═════ Text extract ═════

Op-ed: Study shows NGOs issued baseless, fabricated accusations against Israel
Abraham Bell, Gerald M. Steinberg
This summer marks the five-year anniversary of the Lebanon war between Israel and the Lebanese-Iranian terrorist organization Hezbollah. The Second Lebanon War traumatized Israel politically as well as militarily. Militarily, Israel failed to dislodge the terrorist organization from its southern Lebanese foothold; politically, Israeli leaders found themselves overwhelmed by a flood of false accusations of “war crimes,” “indiscriminate and disproportionate” force, and “violations of international law.” International non-governmental organizations played a critical role in the political warfare against Israel. Human Rights Watch and Amnesty International – ostensibly neutral watchdogs – led the campaign. In 35 days, they issued over 40 press releases, statements and pseudo fact-finding reports, comprising hundreds of pages, largely ignoring the war crimes committed by the terrorist organization and instead focusing overwhelmingly and negatively on alleged Israeli crimes.
The HRW and Amnesty allegations were immediately accepted, at face value, by the world’s media. Politicians and diplomats then echoed the war crimes accusations, without any fact-checking.
We are now completing a multi-year study of all the HRW and Amnesty allegations regarding the 2006 Lebanon war, and the results so far are shocking. In our systematic and detailed research, supported by the Israel Science Foundation, we found major contradictions as well as numerous unsupported charges, double standards and false or invented “evidence.”

═════ Listed records ═════

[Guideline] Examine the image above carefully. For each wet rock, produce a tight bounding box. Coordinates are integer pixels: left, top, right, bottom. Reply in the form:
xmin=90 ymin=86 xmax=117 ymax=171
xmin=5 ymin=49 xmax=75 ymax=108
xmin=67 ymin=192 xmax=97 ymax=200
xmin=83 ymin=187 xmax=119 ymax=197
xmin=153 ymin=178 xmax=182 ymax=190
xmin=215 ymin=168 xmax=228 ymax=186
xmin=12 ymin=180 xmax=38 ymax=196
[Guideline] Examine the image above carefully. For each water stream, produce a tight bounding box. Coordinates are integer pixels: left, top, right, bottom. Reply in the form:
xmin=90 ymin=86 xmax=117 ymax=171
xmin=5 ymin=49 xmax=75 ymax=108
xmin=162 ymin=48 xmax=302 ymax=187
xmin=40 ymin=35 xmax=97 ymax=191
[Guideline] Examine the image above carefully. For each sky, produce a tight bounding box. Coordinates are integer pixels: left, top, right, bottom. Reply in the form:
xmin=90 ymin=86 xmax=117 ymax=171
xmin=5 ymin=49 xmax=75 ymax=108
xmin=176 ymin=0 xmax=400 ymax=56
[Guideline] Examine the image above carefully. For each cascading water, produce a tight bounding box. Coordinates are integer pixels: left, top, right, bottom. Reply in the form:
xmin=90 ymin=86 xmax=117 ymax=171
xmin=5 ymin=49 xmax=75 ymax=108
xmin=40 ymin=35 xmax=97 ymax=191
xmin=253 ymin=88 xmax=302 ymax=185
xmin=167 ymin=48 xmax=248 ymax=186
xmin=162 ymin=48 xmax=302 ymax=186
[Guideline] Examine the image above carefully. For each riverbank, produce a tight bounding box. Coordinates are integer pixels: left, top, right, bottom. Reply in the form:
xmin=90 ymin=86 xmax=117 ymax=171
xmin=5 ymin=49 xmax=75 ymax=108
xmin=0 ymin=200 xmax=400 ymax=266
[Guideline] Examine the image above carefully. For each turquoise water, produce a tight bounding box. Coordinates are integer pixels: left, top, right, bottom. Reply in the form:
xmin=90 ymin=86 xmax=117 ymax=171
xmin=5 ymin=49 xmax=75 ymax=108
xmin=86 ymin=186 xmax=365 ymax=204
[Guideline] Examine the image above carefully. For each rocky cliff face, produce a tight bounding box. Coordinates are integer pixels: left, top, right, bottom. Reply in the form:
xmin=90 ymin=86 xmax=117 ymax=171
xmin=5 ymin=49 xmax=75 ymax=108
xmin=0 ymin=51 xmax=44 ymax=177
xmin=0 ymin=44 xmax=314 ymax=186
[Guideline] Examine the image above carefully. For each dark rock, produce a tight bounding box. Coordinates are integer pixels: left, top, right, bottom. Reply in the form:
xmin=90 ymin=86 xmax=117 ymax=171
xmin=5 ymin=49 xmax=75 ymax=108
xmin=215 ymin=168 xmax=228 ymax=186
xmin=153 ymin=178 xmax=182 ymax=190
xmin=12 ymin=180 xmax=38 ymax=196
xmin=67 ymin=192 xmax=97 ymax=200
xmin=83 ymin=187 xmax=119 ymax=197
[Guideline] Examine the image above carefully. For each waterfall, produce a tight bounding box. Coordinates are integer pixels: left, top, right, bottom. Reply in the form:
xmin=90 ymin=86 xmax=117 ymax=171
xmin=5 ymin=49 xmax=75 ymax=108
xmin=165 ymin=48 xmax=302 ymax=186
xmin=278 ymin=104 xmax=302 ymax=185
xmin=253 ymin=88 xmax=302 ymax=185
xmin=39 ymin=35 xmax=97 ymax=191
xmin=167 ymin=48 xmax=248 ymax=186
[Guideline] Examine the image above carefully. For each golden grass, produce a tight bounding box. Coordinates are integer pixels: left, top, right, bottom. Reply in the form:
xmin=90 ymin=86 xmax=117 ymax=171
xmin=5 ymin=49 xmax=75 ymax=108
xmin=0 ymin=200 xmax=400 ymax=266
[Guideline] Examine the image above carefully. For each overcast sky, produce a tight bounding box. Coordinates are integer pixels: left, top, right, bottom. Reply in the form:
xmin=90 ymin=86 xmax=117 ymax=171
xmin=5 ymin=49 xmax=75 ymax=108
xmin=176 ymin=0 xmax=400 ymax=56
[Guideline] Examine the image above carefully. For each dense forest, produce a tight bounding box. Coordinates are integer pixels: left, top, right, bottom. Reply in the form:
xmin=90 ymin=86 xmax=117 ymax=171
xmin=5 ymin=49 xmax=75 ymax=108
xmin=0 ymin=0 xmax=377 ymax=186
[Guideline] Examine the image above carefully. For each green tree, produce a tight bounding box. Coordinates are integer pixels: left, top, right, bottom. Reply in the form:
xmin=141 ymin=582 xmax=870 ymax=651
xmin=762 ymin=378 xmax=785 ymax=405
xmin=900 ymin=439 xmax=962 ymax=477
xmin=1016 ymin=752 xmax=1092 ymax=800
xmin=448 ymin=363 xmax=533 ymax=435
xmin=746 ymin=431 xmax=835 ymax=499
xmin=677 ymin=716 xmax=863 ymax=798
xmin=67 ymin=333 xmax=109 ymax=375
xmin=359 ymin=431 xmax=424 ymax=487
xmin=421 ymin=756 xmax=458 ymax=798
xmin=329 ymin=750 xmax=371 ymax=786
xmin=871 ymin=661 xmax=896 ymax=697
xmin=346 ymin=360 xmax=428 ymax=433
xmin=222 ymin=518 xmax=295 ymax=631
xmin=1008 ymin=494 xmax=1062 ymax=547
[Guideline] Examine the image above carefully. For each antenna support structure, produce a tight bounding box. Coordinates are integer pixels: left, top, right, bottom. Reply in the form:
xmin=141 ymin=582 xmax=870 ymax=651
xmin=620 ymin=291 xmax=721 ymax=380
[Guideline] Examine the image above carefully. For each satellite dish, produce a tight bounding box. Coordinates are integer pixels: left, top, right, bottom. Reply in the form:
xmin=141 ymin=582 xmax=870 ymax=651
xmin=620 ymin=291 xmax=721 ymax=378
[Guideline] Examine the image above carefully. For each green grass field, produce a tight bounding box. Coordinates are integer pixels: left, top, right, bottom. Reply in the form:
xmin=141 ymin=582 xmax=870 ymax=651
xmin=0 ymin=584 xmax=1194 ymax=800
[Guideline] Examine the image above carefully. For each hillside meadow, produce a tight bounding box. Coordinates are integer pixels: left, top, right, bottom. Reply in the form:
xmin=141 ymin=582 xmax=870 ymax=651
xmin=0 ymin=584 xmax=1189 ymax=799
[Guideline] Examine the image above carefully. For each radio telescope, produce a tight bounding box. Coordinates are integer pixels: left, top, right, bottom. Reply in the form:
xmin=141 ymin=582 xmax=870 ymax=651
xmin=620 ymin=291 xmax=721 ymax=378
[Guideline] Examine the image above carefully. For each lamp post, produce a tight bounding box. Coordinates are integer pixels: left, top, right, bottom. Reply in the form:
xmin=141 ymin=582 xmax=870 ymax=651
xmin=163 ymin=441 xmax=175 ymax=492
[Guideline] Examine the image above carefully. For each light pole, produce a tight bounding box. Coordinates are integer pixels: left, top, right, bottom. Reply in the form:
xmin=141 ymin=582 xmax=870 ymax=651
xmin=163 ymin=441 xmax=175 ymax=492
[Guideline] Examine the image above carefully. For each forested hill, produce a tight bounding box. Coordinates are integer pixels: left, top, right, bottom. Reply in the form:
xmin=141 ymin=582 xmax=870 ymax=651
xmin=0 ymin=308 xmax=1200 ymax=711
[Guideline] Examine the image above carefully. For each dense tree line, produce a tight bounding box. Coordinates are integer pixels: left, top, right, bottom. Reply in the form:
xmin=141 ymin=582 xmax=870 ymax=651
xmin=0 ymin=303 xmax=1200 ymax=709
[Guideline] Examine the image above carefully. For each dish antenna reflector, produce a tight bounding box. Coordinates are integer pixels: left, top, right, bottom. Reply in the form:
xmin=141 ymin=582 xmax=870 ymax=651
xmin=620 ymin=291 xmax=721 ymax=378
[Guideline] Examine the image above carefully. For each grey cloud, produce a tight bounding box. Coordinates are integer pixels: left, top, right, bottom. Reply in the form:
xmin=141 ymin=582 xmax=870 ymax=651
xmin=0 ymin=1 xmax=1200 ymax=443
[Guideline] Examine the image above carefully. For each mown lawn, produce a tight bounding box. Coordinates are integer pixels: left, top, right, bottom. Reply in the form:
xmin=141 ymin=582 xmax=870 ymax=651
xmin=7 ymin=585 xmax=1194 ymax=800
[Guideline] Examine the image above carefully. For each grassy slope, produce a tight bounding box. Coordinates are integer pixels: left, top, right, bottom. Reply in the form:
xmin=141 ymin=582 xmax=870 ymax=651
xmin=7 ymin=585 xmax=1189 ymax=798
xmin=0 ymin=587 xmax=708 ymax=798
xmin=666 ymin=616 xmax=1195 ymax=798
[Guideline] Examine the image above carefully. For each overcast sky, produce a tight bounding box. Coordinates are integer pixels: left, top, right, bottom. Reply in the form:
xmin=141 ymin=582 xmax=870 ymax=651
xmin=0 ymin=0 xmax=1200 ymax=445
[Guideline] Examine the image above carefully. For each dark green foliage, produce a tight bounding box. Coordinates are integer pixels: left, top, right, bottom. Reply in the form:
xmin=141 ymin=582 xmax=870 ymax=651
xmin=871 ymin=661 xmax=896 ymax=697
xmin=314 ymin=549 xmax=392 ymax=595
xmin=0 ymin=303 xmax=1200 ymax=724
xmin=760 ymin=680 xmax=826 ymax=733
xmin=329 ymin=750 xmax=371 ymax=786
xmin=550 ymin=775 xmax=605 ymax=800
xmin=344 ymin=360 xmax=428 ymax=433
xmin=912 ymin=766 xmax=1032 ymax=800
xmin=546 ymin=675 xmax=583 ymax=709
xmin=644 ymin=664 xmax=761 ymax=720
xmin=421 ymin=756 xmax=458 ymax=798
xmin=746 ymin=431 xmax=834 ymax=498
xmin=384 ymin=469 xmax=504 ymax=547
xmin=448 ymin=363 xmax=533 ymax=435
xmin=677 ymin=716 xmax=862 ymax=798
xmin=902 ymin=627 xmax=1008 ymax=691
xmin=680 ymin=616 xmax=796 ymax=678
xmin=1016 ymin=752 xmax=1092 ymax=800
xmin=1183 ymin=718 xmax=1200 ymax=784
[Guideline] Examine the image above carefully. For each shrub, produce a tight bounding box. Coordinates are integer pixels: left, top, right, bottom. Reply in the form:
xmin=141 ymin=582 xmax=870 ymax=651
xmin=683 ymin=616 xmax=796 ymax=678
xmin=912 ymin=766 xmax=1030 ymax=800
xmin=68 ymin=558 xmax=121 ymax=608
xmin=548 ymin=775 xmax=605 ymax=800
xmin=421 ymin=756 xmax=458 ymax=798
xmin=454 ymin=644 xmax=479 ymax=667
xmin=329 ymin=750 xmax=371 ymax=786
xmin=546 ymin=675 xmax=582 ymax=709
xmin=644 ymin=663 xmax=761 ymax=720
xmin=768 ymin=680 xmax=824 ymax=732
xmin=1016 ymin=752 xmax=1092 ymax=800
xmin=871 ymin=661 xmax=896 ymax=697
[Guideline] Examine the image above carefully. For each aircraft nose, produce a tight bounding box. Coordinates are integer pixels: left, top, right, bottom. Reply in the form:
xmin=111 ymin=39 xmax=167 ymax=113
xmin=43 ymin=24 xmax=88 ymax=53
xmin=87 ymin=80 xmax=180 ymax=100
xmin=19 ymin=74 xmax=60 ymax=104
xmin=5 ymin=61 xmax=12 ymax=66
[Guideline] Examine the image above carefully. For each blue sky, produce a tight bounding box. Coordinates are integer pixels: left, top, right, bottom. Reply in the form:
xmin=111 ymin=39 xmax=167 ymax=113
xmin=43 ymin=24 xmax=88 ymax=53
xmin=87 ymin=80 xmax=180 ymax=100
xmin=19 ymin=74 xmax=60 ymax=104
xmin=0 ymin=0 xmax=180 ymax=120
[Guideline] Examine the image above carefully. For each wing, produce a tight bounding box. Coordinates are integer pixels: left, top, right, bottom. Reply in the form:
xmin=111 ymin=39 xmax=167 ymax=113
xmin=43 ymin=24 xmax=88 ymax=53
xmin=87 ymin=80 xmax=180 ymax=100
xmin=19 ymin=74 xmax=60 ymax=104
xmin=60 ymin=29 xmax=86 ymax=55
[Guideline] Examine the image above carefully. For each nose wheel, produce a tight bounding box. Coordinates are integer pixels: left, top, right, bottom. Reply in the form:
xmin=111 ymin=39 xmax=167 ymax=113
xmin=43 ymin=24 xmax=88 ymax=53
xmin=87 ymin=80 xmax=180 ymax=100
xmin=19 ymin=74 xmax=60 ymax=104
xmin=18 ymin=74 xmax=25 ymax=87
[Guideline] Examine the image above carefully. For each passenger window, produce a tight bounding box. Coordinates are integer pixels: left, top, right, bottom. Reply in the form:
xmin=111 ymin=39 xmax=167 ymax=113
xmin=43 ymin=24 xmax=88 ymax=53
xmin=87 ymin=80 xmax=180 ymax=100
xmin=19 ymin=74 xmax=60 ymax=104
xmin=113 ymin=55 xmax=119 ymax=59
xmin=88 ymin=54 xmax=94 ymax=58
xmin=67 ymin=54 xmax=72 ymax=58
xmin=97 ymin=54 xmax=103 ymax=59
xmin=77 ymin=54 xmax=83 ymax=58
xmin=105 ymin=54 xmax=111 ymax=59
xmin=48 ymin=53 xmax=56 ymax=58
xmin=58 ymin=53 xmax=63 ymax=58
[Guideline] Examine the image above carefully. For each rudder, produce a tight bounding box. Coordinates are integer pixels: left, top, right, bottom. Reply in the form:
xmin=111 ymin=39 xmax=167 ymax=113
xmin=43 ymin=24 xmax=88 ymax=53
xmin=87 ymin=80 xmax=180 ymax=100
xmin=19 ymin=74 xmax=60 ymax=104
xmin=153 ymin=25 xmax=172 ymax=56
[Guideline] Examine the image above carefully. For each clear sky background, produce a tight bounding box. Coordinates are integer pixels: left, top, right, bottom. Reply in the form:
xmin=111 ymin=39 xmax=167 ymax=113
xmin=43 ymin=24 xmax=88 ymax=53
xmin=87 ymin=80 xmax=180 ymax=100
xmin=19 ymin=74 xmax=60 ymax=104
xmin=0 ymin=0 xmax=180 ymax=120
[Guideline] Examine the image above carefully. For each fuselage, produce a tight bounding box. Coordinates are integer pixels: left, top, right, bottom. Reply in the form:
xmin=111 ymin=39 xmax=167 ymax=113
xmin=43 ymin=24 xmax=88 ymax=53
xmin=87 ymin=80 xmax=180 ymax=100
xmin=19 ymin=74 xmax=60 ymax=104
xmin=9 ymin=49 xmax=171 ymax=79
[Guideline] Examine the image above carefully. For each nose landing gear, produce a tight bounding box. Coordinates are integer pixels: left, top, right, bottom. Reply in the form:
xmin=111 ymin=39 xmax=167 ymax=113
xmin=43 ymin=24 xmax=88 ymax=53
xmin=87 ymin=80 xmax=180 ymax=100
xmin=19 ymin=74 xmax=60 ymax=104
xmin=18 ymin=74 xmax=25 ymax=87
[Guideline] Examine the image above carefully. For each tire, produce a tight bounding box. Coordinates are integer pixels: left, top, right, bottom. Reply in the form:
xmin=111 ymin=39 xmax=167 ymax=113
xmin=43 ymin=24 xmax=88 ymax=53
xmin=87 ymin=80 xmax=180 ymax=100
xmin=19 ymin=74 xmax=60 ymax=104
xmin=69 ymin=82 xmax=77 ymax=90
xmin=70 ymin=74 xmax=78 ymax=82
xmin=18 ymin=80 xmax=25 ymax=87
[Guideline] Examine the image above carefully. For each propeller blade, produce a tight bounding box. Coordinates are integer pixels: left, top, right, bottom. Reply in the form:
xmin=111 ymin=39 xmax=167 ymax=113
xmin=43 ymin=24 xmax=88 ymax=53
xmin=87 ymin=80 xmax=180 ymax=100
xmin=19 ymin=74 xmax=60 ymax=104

═════

*Directives*
1/ For each statement, say whether it agrees with the op-ed on NGO accusations against Israel, answering yes or no and quoting the words of the op-ed that decide it. (a) Human Rights Watch and Amnesty International put out more than 40 press releases, statements and reports within 35 days. (b) Israel succeeded in driving Hezbollah out of southern Lebanon. (c) The authors' study receives support from the Israel Science Foundation.
2/ Please pick up the op-ed on NGO accusations against Israel after its last sentence and continue it.
You won't need the entries for this.

*Responses for each task*
1/
(a) Yes: "In 35 days, they issued over 40 press releases, statements and pseudo fact-finding reports"
(b) No: "Israel failed to dislodge the terrorist organization from its southern Lebanese foothold"
(c) Yes: "supported by the Israel Science Foundation"

2/
In some reports, such as on incidents in the Shiite towns of Srifa and Qana - Hezbollah strongholds from which numerous rocket attacks were launched - the NGOs published wildly inconsistent civilian casualty claims within a few days of each other. Errors were overwhelmingly in one direction; almost without fail, errors consisted of exaggerated Lebanese casualties or unfounded accusations against Israel.
In many incidents, HRW and Amnesty reports initially relied both on Lebanese witnesses and the personal observations of its own “researchers” to deny any Hezbollah military presence in the area of an Israeli strike, while later publications acknowledged that Hezbollah had been present, meaning the witnesses had lied and the NGO researchers were incompetent. Regarding Srifa, even after reducing the number of reported Lebanese casualties from “at least 42” to 26 to 19 before finally settling on 22, HRW found itself forced by critics and the evidence to eventually acknowledge that most of the “civilian” casualties it had “documented” were, in fact, Hezbollah combatants.
Hold NGOs accountable
Indeed, in all of the incidents, the lack of reliable sources of information for the HRW and Amnesty accusations against Israel stands out. In each case, it is clear that when HRW and Amnesty issued their initial condemnations of Israel, usually within a few hours of the incident, the organizations had little or no information about the central issues of military necessity and the nature of casualties. And later reports with altered condemnations were based more on conjecture than substantive research.
The most blatant example was the incident in Qana, where Israel responded to heavy Hezbollah rocket attacks with an air raid. One of the buildings was hit and collapsed, causing a number of deaths and injuries. Within hours, HRW blasted a press release in which Executive Director Ken Roth claimed that the "Israeli military is treating southern Lebanon as a free-fire zone, relating to the strike on Qana, killing at least 54 civilians, more than half of them children." HRW then launched a campaign charging Israel with war crimes, with nine separate “reports” and op-eds, as well as press conferences.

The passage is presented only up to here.